WHAT THIS TASK INVOLVES: Copy word for word the stretch of the comments on Japanese social roles from "Japan (and any" through "least enforces it.".

PAGE EXTRACT:
# # # #
And in the actual context of the way "ramen" is misused in the article, your snarky response misses the point of the GP. Thanks for trying, play better next time.


Japan (and any Confucian culture) shames people who do not accept their traditional roles. Men are expected to work until they fall dead. Women are expected to take care of children (while optionally following career at the same time). This sort of works in closed system, where people do not really know about any alternatives.

You could look at it this way, I suppose, but it falls apart a bit when you consider that Japan's falling birthrate is at least partially a product of women tossing out their traditional roles. Yeah, that still leaves plenty of pressure on everyone, but it also sets a precedent, or at least enforces it.

But no, most Japanese -- hikikomori or not -- do not "just want to live western way." The things you mention about that are largely the opposite of Japanese experience and expectation, and to suggest that kids who have never left the nation, let alone their own homes, have somehow adopted the cultural norms of cultures thousands of miles away just by consuming their internet leavings seems more than a bit questionable.
# # # #
Outline rows
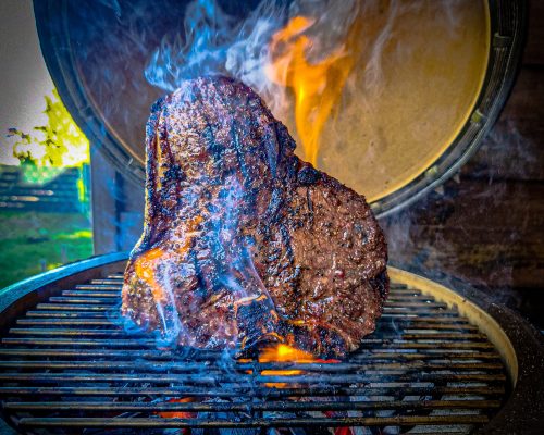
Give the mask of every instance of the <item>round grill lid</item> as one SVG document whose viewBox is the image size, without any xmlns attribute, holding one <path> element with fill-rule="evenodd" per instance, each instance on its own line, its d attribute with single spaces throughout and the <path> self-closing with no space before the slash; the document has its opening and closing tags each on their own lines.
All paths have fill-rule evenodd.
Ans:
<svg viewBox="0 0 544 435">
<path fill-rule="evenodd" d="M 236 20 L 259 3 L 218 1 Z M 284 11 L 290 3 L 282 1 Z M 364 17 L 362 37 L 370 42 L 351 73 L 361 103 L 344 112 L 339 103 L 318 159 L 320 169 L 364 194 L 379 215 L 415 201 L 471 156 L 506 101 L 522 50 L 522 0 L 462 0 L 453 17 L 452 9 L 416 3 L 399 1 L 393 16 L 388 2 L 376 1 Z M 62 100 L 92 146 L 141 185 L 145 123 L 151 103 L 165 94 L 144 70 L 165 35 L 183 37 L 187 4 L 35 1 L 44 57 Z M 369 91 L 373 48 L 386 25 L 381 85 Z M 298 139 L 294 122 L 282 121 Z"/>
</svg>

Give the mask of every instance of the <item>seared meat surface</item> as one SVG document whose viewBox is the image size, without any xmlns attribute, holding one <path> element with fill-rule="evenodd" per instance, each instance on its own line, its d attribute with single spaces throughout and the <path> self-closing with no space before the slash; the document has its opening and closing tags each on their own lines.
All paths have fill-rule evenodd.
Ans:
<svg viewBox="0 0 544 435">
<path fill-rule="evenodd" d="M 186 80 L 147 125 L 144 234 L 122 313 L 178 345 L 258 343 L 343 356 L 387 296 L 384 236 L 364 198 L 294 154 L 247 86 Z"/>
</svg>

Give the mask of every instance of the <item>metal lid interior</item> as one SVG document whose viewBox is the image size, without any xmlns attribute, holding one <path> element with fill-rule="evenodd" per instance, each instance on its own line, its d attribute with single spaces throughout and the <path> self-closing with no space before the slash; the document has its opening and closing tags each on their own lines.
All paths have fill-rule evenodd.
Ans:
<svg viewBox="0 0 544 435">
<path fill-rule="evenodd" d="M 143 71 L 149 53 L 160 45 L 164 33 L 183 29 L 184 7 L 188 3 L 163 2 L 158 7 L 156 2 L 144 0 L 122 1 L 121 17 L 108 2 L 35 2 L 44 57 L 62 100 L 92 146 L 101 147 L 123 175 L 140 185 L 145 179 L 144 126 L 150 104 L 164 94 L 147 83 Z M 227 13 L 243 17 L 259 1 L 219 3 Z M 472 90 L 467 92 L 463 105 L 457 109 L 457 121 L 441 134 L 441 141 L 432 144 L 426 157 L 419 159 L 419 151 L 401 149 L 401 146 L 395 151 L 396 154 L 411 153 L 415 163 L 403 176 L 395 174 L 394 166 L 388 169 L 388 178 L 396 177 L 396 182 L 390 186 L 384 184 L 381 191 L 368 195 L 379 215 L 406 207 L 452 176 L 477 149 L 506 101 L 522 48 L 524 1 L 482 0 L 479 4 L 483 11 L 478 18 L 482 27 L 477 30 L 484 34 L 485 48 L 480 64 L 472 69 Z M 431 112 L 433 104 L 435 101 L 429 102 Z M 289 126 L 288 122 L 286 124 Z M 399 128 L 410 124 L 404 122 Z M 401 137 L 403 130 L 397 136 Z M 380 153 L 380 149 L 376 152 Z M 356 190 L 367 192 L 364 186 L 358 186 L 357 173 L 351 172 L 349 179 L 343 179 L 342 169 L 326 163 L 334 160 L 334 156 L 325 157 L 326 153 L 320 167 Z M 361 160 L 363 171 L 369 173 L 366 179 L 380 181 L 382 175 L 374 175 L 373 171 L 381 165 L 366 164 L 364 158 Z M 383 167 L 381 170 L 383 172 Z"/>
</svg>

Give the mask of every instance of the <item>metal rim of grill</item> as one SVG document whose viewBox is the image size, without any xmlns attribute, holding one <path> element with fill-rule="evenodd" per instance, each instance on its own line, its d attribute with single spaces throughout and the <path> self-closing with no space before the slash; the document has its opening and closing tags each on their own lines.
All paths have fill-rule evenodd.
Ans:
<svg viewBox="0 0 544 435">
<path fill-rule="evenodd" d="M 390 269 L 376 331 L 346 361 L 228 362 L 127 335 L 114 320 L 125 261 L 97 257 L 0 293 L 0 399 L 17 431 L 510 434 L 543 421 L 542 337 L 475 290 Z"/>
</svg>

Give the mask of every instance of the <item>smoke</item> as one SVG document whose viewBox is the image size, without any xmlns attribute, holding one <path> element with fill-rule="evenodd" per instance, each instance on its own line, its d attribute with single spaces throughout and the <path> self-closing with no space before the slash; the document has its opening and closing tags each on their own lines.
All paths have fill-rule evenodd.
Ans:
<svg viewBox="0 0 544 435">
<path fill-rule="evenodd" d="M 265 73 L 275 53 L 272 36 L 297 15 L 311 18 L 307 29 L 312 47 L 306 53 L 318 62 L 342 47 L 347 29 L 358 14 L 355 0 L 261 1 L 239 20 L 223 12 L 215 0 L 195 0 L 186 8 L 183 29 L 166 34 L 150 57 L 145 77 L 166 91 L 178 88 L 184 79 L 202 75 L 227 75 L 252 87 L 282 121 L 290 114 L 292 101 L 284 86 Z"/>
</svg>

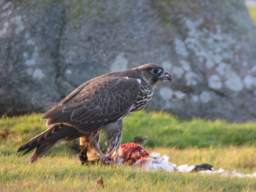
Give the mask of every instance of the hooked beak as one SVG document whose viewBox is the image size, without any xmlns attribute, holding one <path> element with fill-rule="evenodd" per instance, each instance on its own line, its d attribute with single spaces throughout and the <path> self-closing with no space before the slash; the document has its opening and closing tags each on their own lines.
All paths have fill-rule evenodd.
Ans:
# # # #
SOLUTION BELOW:
Japan (and any Confucian culture) shames people who do not accept their traditional roles. Men are expected to work until they fall dead. Women are expected to take care of children (while optionally following career at the same time). This sort of works in closed system, where people do not really know about any alternatives.

You could look at it this way, I suppose, but it falls apart a bit when you consider that Japan's falling birthrate is at least partially a product of women tossing out their traditional roles. Yeah, that still leaves plenty of pressure on everyone, but it also sets a precedent, or at least enforces it.